* **Material provided**:
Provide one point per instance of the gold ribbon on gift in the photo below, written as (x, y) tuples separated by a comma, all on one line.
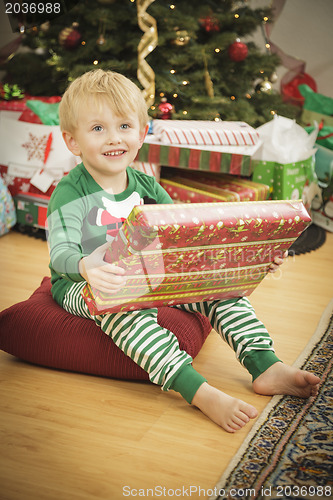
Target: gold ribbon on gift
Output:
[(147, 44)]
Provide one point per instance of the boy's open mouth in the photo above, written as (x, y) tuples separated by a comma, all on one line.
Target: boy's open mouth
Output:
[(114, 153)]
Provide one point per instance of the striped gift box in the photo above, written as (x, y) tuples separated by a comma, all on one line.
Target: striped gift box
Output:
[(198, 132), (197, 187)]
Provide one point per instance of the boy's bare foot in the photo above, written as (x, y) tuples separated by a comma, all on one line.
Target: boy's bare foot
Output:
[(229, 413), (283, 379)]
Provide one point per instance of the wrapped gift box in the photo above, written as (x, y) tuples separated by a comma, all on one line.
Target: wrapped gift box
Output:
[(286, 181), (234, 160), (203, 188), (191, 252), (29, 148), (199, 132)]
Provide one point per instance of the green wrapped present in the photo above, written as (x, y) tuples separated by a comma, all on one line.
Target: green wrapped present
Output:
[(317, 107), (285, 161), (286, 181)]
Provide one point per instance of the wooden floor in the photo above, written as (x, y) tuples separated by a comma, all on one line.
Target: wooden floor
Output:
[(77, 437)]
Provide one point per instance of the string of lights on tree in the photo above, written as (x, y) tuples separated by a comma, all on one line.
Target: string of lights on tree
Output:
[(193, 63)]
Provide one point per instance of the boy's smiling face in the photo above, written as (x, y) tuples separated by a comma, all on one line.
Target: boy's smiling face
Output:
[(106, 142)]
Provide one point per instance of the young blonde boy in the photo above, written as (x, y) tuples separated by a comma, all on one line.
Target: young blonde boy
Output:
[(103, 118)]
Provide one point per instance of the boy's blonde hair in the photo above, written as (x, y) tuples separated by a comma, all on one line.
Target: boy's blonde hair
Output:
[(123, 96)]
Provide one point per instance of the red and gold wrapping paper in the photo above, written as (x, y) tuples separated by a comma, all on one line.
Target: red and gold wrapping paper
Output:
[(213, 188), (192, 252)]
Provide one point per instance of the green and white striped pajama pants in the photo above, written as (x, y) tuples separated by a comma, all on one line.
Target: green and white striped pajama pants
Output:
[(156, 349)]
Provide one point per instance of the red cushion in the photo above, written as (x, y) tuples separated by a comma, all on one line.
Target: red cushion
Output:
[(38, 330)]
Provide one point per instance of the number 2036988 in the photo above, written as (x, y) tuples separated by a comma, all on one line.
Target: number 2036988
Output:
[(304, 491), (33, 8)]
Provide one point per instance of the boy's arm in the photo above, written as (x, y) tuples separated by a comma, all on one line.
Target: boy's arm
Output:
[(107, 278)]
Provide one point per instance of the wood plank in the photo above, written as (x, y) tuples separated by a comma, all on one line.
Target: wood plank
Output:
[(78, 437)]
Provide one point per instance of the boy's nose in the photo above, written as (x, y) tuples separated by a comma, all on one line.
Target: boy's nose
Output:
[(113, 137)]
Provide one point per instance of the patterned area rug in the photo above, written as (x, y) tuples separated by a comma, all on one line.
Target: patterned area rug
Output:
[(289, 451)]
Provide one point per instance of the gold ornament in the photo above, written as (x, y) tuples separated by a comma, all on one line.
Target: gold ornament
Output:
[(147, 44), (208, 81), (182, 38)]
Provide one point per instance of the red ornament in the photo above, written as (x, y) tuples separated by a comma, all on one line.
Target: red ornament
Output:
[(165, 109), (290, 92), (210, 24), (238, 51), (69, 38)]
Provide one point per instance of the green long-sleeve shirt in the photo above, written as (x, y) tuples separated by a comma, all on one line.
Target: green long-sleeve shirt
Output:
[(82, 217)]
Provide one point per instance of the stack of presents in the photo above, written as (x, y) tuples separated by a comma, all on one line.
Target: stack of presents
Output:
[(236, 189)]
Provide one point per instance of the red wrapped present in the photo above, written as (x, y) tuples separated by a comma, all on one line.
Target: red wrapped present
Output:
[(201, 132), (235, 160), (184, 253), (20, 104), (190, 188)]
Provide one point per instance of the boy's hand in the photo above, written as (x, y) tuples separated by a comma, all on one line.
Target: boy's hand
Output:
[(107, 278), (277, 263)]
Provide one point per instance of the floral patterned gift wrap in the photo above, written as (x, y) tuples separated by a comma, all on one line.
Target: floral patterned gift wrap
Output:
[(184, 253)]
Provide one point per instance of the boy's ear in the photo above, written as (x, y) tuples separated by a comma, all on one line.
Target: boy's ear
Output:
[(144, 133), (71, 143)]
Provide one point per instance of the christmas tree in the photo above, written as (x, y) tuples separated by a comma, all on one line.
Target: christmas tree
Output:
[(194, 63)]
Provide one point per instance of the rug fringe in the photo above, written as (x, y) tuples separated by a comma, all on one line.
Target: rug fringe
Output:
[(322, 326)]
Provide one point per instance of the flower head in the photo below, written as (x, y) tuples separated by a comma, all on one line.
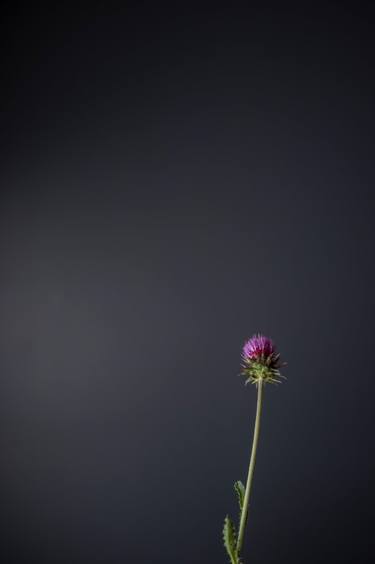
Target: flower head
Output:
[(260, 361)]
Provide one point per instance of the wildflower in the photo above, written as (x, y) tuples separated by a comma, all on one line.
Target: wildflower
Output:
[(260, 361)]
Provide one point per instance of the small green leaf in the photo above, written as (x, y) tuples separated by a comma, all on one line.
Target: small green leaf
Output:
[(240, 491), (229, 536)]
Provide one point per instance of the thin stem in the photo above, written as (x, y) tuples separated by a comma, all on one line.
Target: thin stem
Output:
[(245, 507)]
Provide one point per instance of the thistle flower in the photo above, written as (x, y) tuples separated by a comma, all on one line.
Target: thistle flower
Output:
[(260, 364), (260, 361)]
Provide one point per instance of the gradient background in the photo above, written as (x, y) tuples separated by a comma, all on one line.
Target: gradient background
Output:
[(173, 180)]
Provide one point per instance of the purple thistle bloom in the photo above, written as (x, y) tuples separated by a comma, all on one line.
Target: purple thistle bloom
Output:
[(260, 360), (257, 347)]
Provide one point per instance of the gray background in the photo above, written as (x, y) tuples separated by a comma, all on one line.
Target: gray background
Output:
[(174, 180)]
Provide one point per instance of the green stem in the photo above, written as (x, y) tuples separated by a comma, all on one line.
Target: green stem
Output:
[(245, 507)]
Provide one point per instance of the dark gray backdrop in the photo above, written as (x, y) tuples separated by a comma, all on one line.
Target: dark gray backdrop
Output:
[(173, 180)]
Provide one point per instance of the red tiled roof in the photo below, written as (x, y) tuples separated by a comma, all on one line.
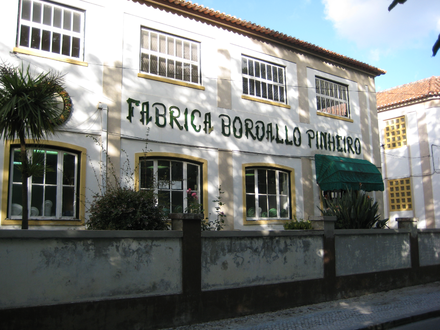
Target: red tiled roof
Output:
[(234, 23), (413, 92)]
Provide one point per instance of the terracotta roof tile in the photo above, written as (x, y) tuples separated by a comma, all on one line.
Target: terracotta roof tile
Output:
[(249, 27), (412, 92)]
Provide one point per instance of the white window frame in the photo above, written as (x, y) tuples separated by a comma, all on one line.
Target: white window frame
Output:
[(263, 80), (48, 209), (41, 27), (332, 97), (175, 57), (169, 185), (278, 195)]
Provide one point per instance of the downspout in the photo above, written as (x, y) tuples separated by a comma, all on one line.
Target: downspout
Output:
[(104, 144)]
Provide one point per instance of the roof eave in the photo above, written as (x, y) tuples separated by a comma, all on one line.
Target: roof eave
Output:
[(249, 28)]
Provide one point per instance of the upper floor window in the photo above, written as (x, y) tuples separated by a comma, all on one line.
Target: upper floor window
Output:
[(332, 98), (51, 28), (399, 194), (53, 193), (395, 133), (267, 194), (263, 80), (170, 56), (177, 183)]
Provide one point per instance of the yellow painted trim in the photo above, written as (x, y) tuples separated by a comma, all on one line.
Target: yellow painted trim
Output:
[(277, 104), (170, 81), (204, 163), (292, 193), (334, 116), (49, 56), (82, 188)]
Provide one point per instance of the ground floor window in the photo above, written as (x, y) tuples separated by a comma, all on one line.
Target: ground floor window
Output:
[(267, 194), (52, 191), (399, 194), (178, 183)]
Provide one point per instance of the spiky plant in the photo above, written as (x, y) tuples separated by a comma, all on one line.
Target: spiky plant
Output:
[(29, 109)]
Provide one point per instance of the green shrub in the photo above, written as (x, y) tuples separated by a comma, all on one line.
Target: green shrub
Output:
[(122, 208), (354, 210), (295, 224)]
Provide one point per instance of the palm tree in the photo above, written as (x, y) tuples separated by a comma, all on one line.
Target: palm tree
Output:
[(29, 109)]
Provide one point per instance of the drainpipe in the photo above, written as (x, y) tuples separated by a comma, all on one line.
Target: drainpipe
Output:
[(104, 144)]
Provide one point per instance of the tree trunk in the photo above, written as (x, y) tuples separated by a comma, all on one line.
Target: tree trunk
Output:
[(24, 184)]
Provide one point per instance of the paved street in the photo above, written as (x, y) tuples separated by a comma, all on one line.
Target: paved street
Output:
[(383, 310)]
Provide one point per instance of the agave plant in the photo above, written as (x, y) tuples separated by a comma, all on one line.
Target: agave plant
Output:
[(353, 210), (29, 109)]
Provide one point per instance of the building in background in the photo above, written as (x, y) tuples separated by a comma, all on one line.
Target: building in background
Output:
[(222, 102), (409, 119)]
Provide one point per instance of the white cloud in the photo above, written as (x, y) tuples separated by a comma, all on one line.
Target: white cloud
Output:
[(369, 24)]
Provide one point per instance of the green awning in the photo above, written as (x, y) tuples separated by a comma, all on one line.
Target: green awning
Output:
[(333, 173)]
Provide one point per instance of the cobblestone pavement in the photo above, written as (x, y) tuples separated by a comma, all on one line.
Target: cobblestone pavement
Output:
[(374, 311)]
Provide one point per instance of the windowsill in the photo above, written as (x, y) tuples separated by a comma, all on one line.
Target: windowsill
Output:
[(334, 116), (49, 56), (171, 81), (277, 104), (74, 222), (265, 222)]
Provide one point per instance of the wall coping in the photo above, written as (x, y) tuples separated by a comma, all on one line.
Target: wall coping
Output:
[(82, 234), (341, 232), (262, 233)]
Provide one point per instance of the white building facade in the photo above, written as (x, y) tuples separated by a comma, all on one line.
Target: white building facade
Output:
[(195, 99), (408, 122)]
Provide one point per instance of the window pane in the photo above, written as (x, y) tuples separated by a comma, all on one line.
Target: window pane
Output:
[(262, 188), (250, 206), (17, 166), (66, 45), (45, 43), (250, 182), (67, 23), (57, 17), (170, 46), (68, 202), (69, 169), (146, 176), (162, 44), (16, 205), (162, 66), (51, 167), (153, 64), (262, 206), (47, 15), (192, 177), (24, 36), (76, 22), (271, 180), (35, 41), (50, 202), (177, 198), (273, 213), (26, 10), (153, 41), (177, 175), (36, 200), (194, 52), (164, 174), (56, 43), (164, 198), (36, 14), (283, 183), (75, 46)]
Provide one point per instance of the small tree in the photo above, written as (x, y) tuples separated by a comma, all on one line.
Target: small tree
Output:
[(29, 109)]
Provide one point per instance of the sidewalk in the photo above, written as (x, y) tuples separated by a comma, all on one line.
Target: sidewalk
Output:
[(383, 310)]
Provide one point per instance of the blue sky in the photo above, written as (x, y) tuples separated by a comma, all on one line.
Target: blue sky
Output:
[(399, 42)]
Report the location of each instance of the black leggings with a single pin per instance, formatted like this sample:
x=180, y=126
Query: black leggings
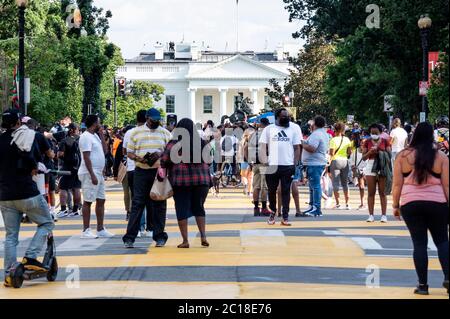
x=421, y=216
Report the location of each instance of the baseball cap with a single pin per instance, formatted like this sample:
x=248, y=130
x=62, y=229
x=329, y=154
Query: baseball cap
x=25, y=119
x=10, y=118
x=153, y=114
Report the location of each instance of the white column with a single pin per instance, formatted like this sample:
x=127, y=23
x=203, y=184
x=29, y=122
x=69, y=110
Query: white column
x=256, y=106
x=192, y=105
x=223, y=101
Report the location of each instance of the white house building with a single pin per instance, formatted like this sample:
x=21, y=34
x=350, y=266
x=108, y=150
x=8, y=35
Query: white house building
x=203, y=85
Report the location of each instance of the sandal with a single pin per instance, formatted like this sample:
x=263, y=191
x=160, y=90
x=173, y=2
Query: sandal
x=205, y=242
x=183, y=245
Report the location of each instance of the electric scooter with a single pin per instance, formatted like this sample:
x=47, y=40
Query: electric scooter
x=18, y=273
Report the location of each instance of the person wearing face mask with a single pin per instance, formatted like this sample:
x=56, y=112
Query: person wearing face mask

* **Aim of the task**:
Print the data above exactly, from its first line to the line bearing "Target: boy's blonde hair" inclusive, and keep pictures out of the result.

* **Task output**:
Provide one point per instance of the gold ribbon on gift in the photo below, written as (x, y) tuples separated by a comma, all on one line.
Target: gold ribbon on gift
Output:
[(147, 44)]
Provide one point per instance of the boy's open mouth in the photo above, written as (x, y) tuples separated by a comma, all on one line.
Target: boy's open mouth
Output:
[(114, 153)]
Provide one point per instance of the striped gift box in the photo above, written as (x, y) tuples separated by a comma, all on one line.
Target: striped gift box
Output:
[(198, 132), (197, 187)]
Provide one point per instance of the boy's bare foot in the photo above, written as (x, y) tuples separated by a comma, all on one line.
Target: boy's bare foot
Output:
[(229, 413), (283, 379)]
Provide one point per instance of the wrapped gift box in the photo above, written as (x, y) tuples separated by a comma, all on one line.
Target: wrapped gift box
Output:
[(286, 181), (234, 160), (203, 188), (191, 252), (29, 148), (199, 132)]
Provide one point per instance of the green wrapped present in the photo above, written as (x, y) tuples separated by a comma, all on one line.
Target: green wrapped present
Output:
[(317, 107), (285, 161), (286, 181)]
Provide one point per instance of the wooden floor in the photo above, written as (x, y) tuples separated by a comma, all on one line.
Target: wooden floor
Output:
[(77, 437)]
Provide one point per instance of the string of lights on tree in the photo above, written as (x, y) tuples separated by a comma, all on one line.
Target: string of lights on tree
Output:
[(193, 63)]
Provide one point per instance of the boy's smiling face in the photo above, written as (x, y) tuples separated by a comma, all on one line.
Target: boy's smiling face
Output:
[(106, 142)]
Provide one point per instance of the young blonde boy in the photo above, written as (x, y) tuples separated by a comma, all on one line.
Target: young blonde boy
Output:
[(103, 118)]
Provide one point per instance of the boy's blonde hair in the photo above, written as (x, y) tuples separated by a comma, all on one line.
Target: boy's blonde hair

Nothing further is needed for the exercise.